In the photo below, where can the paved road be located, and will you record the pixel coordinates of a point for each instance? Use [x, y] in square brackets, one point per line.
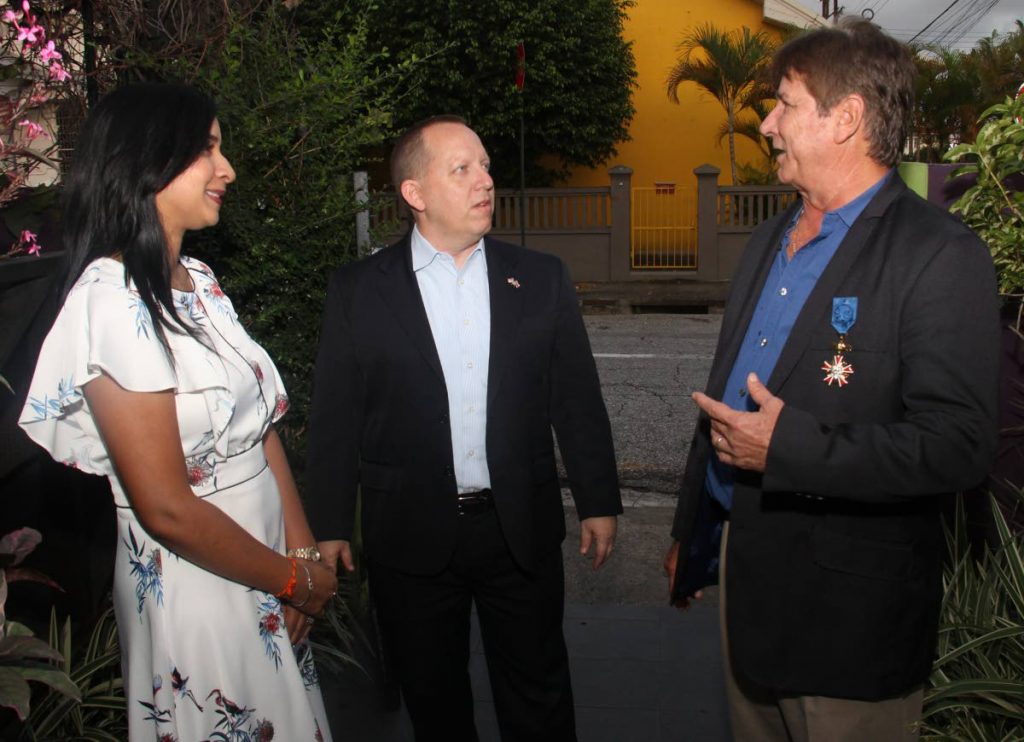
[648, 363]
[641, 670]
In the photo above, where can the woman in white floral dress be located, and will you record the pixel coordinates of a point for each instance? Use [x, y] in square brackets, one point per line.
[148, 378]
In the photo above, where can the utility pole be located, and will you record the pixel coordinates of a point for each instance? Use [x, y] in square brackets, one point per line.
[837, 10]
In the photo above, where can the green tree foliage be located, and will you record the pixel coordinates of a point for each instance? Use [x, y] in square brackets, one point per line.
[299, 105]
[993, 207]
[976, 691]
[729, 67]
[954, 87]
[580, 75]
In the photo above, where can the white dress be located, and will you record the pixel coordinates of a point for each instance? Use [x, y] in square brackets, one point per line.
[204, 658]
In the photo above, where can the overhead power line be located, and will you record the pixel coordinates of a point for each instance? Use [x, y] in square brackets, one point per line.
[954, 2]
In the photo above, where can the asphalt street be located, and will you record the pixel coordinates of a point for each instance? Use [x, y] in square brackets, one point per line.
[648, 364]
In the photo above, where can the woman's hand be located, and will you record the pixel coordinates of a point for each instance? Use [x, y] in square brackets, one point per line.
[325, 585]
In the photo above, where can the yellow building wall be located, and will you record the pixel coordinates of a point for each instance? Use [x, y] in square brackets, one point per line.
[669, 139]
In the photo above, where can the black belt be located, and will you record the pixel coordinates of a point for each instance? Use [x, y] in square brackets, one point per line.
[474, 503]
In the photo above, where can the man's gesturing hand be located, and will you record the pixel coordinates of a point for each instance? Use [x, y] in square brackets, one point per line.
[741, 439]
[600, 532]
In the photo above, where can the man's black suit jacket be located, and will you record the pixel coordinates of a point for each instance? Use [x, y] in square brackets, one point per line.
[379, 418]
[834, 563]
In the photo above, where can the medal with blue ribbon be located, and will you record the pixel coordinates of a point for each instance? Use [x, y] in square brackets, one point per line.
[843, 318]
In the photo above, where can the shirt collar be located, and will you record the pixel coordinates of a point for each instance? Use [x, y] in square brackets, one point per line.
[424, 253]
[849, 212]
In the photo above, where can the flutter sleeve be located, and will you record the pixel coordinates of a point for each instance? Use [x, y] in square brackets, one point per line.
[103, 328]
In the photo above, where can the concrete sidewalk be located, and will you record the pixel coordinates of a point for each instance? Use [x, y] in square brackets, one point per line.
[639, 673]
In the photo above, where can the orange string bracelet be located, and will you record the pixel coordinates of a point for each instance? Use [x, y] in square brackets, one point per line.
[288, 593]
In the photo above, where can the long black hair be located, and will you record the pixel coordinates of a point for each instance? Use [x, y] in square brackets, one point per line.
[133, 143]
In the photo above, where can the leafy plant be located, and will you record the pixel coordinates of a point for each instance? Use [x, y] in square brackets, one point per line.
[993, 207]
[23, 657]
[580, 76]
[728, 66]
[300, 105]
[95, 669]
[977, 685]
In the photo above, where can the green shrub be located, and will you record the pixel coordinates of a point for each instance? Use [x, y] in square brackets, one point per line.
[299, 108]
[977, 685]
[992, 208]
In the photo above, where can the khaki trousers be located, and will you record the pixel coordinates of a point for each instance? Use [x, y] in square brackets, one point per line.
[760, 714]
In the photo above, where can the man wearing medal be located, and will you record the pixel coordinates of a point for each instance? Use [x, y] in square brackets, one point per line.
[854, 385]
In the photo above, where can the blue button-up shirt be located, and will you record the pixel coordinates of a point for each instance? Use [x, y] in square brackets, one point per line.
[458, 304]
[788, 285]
______
▸ ABOUT THIS TASK: Everything in the listing should be copied exactly, apart from the images it holds.

▸ SOLUTION TO THE PROBLEM:
In the photo below, where can the paved road be located, and will you record the pixel coordinates of a point for each instance? Use [x, y] in square brackets, one point per line.
[648, 363]
[641, 670]
In the photo above, where can the woman in white floral dress be located, and will you record the pixel coordinates of a point for each instance? Use [x, y] in square brackets, one point per line.
[148, 378]
In the photo above, where can the utility pole be located, and will you record the pixel coordinates of a point for each instance? Use [x, y] in square brackets, one point per line.
[837, 10]
In the photo above, where can the green tree foliage be located, and will you record the pixel coordinates of a point for each instance? Use [x, y] in square brackets, one point per line.
[299, 105]
[993, 207]
[976, 691]
[729, 67]
[954, 87]
[580, 75]
In the photo above, where can the white dress be located, and will you record the pixel coordinates of a point for each instance? Use [x, y] in square brackets, one point per line.
[204, 658]
In the photo above, where can the overhead power line be located, and will you record the pixel coordinates of a point for each instance? Use [x, y] in square brackets, one point per line.
[954, 2]
In the photo above, where can the asphalt street be located, and will you record the pixel coordinates of a point for each instance? Use [x, y] in square brackets, one point per line.
[648, 364]
In the photo above, where can the woman's hand be located, and will you record the pixel coordinates of a point for each instance? Use [x, y] in square brackets, one point per line.
[325, 585]
In the photo above, where can the yellow building wall be located, and will you record the pixel coordinates of a point for each instance? Use [x, y] in square brackets, one point per line.
[669, 139]
In the photo above, where can the black belt be located, and will you record the pixel coordinates of a point for each instance? Use [x, y] in square brackets, one point per line.
[474, 503]
In the photo above, where can the man's gesturing hand be located, and will you record the pixel coordinates of a point for each instance? Use [x, y] in square brackets, one point per line.
[741, 439]
[600, 532]
In the photo above, where can the man's black suit jacket be located, and will you record the pixel coordinates of a point for each instance? Use [x, y] in square brackets, one point per line.
[379, 418]
[834, 563]
In the photo above, where can the medal with blue ribbon be located, and will you record the pixel coordinates of a point for each instance? Use [x, y] in square brackets, one point per line.
[843, 318]
In the photo above, where can the shirt collar be located, and will you record the pixel coordinates of a point for each instance? Use [x, y] in square brackets, one point per line.
[424, 253]
[849, 212]
In the photo above, where can the flutter sleeve be located, and will you record the pixel coordinates of a point for each instance? Use [x, y] in square brackets, one point per line.
[103, 328]
In the photo above, where can the concrete sidewalk be located, and will you record the pixel coordinates of a point for each instance? Use [x, y] in square brackets, one point per line.
[639, 673]
In the photo above, where can the orange string bracelet be located, and will you record the pixel coordinates of a point for each instance? Use [x, y] in square brackets, one point per line.
[288, 593]
In the photo above, where can the long black hair be located, and will you record the pixel coordinates of a point for each instance? Use [x, y] in square brackets, one point per line.
[133, 143]
In the photo above, where can the leafy plant be located, and will you record the pixel coordinates of a point for each instance? Use [x, y] in square brackets, one point per line.
[993, 207]
[23, 657]
[580, 76]
[728, 66]
[300, 105]
[95, 669]
[977, 685]
In the photo above, where can the green shrub be located, and will you record the pixel coordinates of a point for each instance? Use [x, y] in square brackets, one point per line.
[299, 108]
[977, 685]
[992, 208]
In the photo above, where can the khaki trousers be located, and will you record the pixel coordinates of a point for each instance? Use [x, y] in square brackets, one point per line.
[760, 714]
In the photo above, where can the man wearing medal be located, and will you record the pixel coordinates of a point for each instance? Use [x, y] in square brackets, one point per line.
[854, 385]
In the photo above, where can the blue button-up shirt be located, and will you record the pixel coordinates of a point for each instance? Use [x, y] in square brackets, one point per line.
[458, 304]
[788, 285]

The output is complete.